— START —

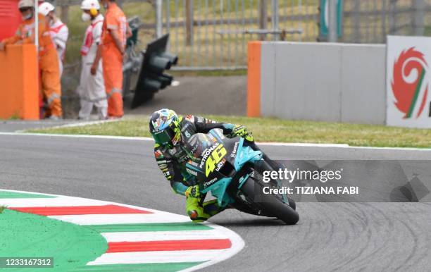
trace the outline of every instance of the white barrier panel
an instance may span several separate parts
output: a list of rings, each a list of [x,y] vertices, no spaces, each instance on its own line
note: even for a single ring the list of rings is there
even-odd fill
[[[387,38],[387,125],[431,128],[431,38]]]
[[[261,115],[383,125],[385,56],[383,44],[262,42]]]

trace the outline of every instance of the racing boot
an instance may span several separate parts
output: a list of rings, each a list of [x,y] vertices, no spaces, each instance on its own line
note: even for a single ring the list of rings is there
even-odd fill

— END —
— START —

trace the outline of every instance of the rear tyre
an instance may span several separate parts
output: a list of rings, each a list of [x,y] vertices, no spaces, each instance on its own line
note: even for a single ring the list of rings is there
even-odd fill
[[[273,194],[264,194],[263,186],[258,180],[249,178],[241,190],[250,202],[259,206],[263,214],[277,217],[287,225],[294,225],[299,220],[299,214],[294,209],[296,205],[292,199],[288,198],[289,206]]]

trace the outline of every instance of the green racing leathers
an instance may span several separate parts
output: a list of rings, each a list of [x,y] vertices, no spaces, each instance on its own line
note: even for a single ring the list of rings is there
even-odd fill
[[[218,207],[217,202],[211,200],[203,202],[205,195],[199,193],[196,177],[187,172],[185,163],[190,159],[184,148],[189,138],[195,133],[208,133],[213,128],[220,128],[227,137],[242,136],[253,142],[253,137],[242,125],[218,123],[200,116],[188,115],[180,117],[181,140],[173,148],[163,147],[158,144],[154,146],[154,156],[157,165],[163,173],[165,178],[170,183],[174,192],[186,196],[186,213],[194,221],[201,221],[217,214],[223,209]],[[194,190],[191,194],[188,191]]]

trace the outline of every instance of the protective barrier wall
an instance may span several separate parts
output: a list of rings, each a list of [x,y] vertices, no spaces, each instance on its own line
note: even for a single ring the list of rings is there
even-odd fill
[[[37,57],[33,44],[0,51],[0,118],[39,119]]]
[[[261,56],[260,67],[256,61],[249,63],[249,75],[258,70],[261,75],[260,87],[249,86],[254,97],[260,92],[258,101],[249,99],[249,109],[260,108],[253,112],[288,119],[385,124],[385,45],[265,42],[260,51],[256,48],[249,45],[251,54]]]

— END —
— START —

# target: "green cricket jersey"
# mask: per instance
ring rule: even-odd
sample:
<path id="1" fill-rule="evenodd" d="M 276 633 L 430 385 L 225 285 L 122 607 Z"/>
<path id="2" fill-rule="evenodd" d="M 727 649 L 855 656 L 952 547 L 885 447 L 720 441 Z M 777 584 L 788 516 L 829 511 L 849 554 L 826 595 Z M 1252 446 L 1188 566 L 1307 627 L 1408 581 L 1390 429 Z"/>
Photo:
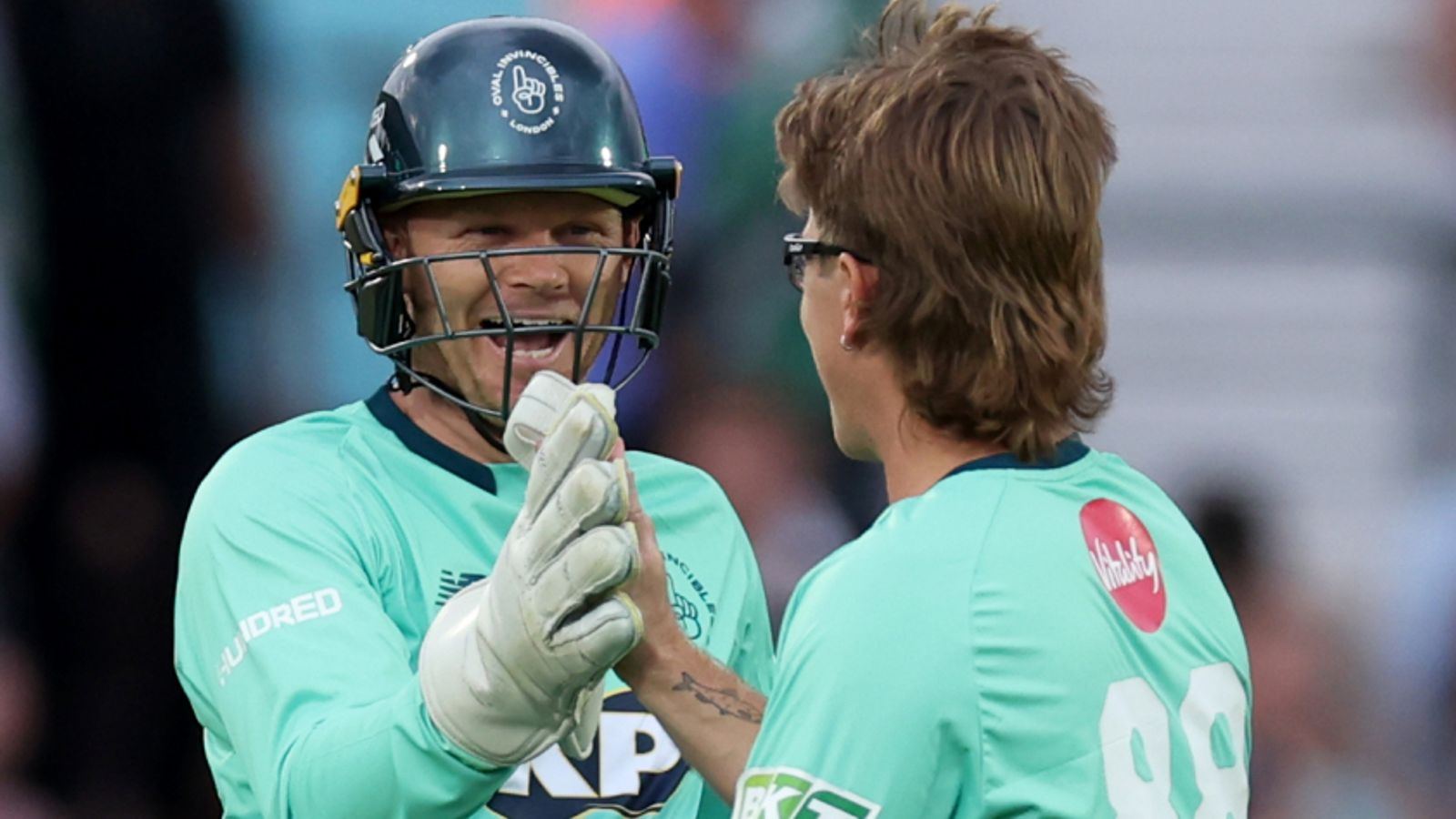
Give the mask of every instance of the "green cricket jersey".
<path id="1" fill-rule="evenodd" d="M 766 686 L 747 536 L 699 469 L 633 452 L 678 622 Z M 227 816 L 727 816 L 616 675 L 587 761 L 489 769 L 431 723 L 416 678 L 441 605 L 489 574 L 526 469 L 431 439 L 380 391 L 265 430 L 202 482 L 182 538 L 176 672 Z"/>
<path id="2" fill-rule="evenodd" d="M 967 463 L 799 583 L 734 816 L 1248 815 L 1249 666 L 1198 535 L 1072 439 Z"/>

— END —

#### EXERCISE TASK:
Render the lines above, from the line containing "trace the outline of every instance of the white" through the line containing "[[[261,115],[383,125],[385,56],[383,44],[262,42]]]", both included, as a Markdown table with the columns Row and Line. Number each row and omit any blank lines.

#### RESPONSE:
| Row | Line |
|---|---|
| 1 | trace the outline of every instance of the white barrier panel |
| 2 | an instance may span several separate parts |
| 3 | output: a list of rings, each a list of [x,y] vertices, no spaces, each instance on its own line |
| 4 | note: even for a single ring the list of rings is there |
| 5 | even-odd fill |
| 6 | [[[387,38],[387,125],[431,128],[431,38]]] |
| 7 | [[[261,115],[383,125],[385,56],[383,44],[262,42]]] |